***** Passage provided *****

Faster visual recovery with Ex-PRESS than trabeculectomy

COS 2012, July 3 - Glaucoma patients who undergo trabeculectomy are more likely to lose two or more Snellen lines than patients who receive an Ex-PRESS micro-shunt implant, according to a prospective randomized controlled trial of 64 glaucoma patients who underwent either trabeculectomy (31 patients) or who received an Ex-PRESS shunt (33 patients).

Results were presented in a talk by Laura Beltran-Agullo, a glaucoma fellow in ophthalmology at the University of Toronto, Toronto Western Hospital.

Intraocular pressure (IOP) reduction from the procedures was compared, and efficacy was evaluated. Secondary outcomes included visual acuity, among other measures. All patients completed three months of follow-up, 58 completed six months, and 43 completed one year.

At baseline, IOPs were similar between the Ex-PRESS and trabeculectomy groups, at 22.6 and 22.0, respectively. By the six-month point post-surgery, IOPs had dropped to similar levels: 10.2 and 10.3, respectively.

There were no significant differences in IOP between the two groups, but there were differences within the treatment groups. At six months, 45% of the trabeculectomy eyes had lost two or more Snellen lines compared with only 26% of the Ex-PRESS eyes. This was statistically significant with a p value of 0.03. A total of 12 patients overall had no vision loss (five in the trabeculectomy group, seven in the Ex-PRESS group).

***** Supplied information *****

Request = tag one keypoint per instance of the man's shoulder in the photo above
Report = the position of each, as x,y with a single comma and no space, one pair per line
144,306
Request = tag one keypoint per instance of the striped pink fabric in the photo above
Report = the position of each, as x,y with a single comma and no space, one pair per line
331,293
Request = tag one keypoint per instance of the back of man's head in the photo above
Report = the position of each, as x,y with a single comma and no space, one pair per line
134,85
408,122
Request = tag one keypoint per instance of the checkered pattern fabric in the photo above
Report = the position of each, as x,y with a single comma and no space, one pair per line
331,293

*****
***** Supplied information *****

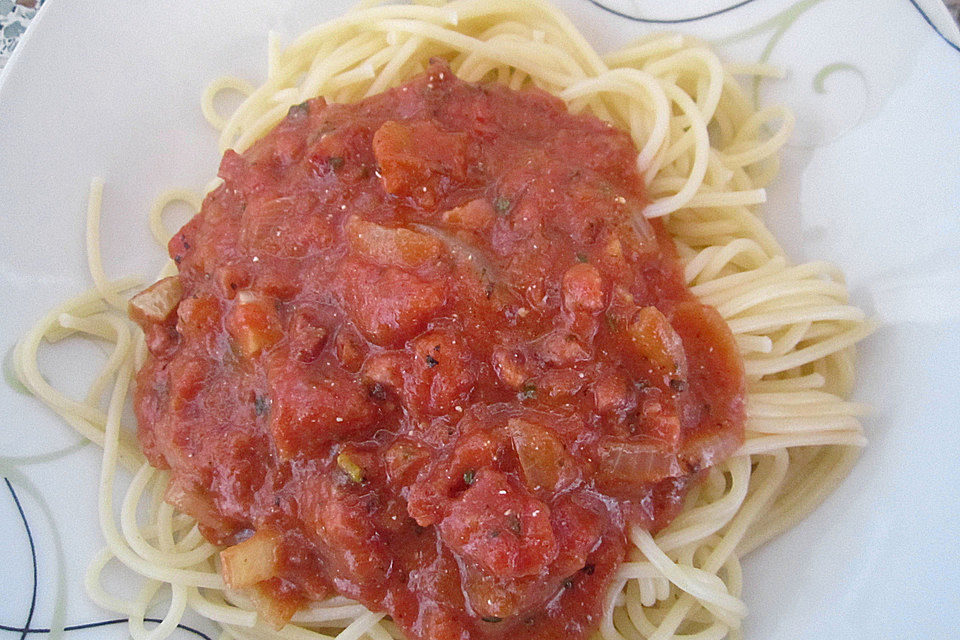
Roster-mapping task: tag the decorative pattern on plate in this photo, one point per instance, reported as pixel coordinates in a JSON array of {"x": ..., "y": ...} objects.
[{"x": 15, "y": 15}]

*****
***** Supplied information *****

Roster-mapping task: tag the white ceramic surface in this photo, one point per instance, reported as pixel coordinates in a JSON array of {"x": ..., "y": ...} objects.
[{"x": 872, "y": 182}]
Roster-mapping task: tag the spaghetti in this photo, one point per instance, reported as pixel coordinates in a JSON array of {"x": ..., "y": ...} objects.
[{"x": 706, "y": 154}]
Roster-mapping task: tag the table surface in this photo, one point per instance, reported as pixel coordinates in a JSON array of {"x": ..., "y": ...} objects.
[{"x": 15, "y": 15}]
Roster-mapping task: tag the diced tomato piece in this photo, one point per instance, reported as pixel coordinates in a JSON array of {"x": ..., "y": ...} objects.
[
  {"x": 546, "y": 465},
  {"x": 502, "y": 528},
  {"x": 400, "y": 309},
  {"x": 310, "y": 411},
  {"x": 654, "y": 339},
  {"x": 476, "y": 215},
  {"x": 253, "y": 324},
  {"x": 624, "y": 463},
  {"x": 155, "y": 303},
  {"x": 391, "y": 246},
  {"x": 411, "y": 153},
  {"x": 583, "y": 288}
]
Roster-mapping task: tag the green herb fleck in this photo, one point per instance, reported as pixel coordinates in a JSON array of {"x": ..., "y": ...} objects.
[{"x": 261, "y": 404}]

*****

*Exercise A*: In the glaucoma trial report, what share of trabeculectomy eyes had lost two or more Snellen lines at six months?
*Exercise B*: Set down the part of the glaucoma trial report starting with "Intraocular pressure (IOP)" and going on through "completed one year.", word for word.
*Exercise C*: Please write the next part of the glaucoma trial report, picking up after its final sentence.

*Written reply A*: 45%

*Written reply B*:
Intraocular pressure (IOP) reduction from the procedures was compared, and efficacy was evaluated. Secondary outcomes included visual acuity, among other measures. All patients completed three months of follow-up, 58 completed six months, and 43 completed one year.

*Written reply C*:
Researchers were unable to determine why there was vision loss in the groups, nor why the loss was greater in the trabeculectomy than the Ex-PRESS group. However, other studies in the medical literature show similar rates of loss of visual acuity following filtration surgery.

Beltran-Agullo noted that a reduction in visual acuity after trabeculectomy is common, but transient. Some studies suggest it can take up to two years to resolve. There were no differences in complication rates between the trabeculectomy and Ex-PRESS groups.

Doctors should focus on visual acuity as well as pressures after surgery. Plus, patients need to be told before surgery that they may lose some visual acuity, but that without the surgery they are at risk of losing sight, Beltran-Agullo said.